Thursday, March 1, 2007

Beep Beep

The trap was set. The cayote had been watching the road runner for days running the dirt path beneath the overhanging ledge. It was the perfect spot to finally catch his prey. The Acme Anvil company was able to overnight the appropriate tool for the job and it was waiting. His calculations had been meticulous, he knew the exact weight of the anvil, the exact thickness of the ledge. Every thing had been timed to co-inside with the exact moment when the road runner should arrive on his appointed rounds...but somethng went horribly wrong. The ledge began to crack at the exact moment that he'd expected. He heard the road runner coming. He felt the familiar pang grip his shrunken stomach and grind it into a thunderous ache of hunger. He'd actually salivated in anticipation...and then nothing! No breaking of the earth, no whoosh of air, no booming crash as the anvil landed and no tender meat to boil in his pot. How could this happen? No, it's impossible! The cayote ran to the place where the trap should have worked. Staring desolately at the empty ground he heard the first warning. A small, almost soundless crack; a few falling pebbles, he looked up to where his useless trap was waiting. We all know what happens next. Even the cayote should have been able to guess it. The ledge and anvil pummled down and smashed the hapless cayote into the ground where his dinner should have been waiting...beep beep.

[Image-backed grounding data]
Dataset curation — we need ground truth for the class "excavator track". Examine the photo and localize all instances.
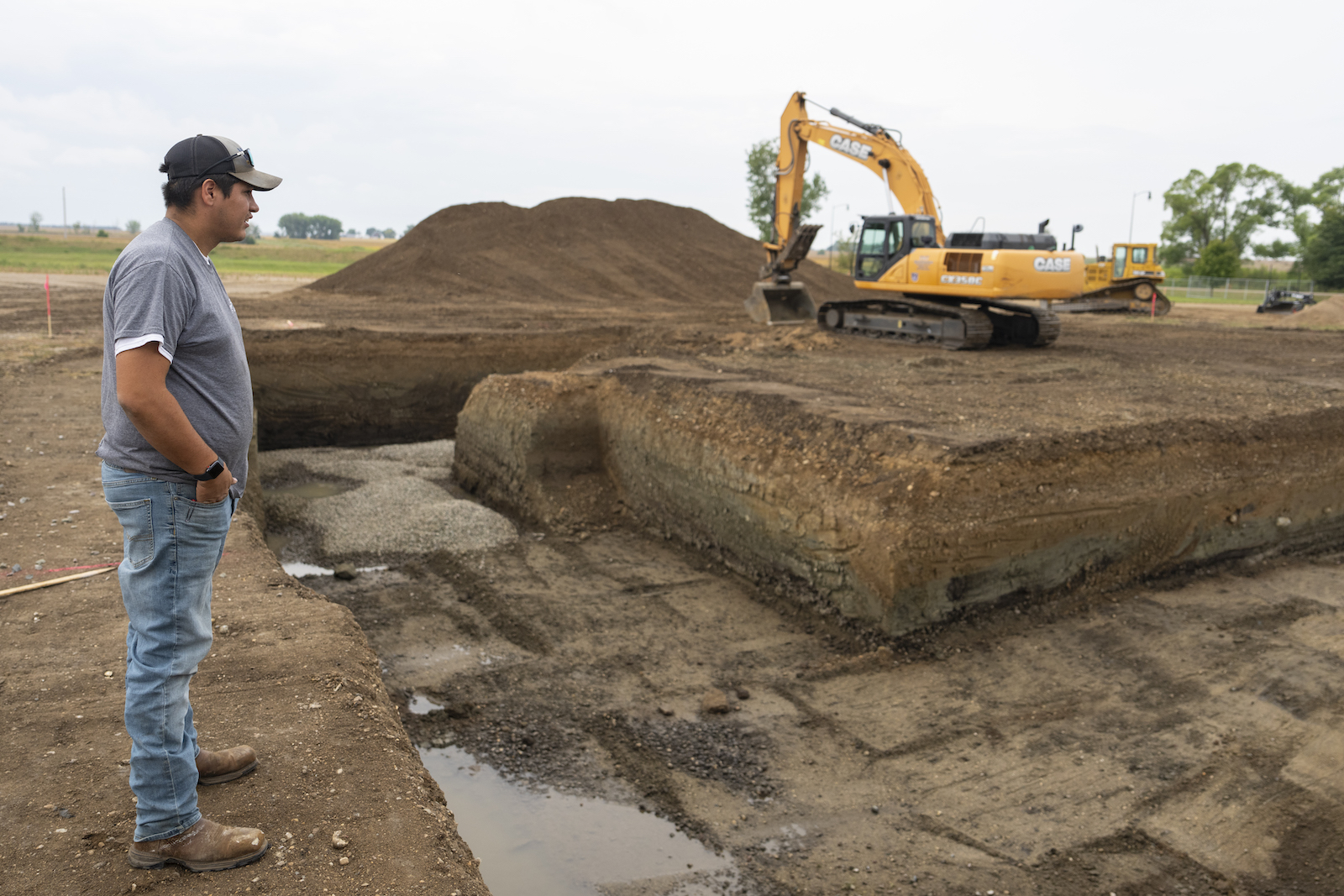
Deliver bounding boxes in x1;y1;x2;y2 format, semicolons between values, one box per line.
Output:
817;297;995;351
976;300;1059;348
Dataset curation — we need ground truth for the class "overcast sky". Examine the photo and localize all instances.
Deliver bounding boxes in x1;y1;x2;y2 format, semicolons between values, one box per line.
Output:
0;0;1344;257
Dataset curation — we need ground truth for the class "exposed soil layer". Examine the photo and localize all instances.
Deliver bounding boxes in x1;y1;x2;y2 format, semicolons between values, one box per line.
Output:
309;473;1344;896
457;324;1344;634
247;327;629;450
0;332;488;896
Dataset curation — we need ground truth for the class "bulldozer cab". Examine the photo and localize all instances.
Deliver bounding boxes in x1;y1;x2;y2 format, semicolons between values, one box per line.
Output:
853;215;938;280
1110;244;1164;280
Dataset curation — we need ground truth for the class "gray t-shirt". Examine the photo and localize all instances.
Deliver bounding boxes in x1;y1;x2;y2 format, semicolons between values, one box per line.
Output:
97;217;253;497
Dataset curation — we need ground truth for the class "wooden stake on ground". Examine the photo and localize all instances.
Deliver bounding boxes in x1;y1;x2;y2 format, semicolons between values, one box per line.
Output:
0;565;117;598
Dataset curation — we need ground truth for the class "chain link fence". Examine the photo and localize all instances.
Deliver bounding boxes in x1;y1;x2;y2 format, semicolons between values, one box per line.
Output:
1161;277;1315;304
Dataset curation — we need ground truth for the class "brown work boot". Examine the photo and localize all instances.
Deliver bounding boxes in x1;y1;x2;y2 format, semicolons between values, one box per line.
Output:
197;746;257;784
128;818;270;871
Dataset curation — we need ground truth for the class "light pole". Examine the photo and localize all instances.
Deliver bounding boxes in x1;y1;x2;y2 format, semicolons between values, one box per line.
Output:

[Requirement 1]
Please answer these questions about the road runner story, one line each:
(a) Which company sent the anvil overnight?
(b) What did the cayote expect to do with the meat he hoped to catch?
(c) What did the cayote notice as the first warning while he stood on the empty ground?
[Requirement 2]
Extend the road runner story with the next part, starting after its final "beep beep."

[Answer 1]
(a) The Acme Anvil company.
(b) Boil it in his pot.
(c) A small, almost soundless crack and a few falling pebbles.

[Answer 2]
This is kind of what living with breast cancer is like. The cancer sets the traps, the lumps are found. The tests are done. Everything should be in place to catch me, the road runner, once again in the trap of cancer. Then the imaging tests and the pathology reports come back and once again I'm singing beep beep and running off into the distance. But I am not so brave or arrogant as the road runner. I worry about what is waiting on those overhead ledges and what trap could be lurking in those circles marked with an x on the road ahead. I wake up sitting straight up, covered with sweat and trimbling from the nightmares of chemotherapy. Stage 4 cancer is like a hungry cayote out there, watching, setting traps. I wonder when he will catch me.

1 comments:

Chrysalis Angel said...

Emmy, you might want to check out www.youngsurvival.org, go to bulletin boards and there are women there of all ages. They are a wealth of knowledge, information and support. May God hold you in the palm of his hand. Much love to you!